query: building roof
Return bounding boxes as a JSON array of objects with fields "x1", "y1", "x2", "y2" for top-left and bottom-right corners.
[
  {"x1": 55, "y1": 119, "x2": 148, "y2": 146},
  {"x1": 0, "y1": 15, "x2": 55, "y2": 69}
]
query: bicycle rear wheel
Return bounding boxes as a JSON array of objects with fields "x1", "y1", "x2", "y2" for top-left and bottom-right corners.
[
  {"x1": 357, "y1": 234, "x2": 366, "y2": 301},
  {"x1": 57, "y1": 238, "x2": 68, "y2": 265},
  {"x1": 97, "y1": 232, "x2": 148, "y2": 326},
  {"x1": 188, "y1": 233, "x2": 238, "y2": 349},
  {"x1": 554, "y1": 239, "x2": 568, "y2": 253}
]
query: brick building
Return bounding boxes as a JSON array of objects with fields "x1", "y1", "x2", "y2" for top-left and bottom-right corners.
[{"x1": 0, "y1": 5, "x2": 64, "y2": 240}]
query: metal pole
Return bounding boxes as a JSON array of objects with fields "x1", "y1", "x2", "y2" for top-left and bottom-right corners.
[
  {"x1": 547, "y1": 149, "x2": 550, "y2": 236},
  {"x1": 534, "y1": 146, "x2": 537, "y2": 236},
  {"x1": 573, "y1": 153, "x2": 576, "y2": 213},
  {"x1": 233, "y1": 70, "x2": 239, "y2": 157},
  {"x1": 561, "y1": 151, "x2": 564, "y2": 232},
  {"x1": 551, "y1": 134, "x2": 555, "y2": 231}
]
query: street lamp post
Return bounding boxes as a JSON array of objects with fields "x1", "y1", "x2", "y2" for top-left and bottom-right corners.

__________________________________________________

== TASK PROMPT ==
Every line of the data above that includes "query" should be listed.

== COMPLETED TASK ==
query: building roof
query: bicycle rear wheel
query: brick building
query: metal pole
query: street lamp post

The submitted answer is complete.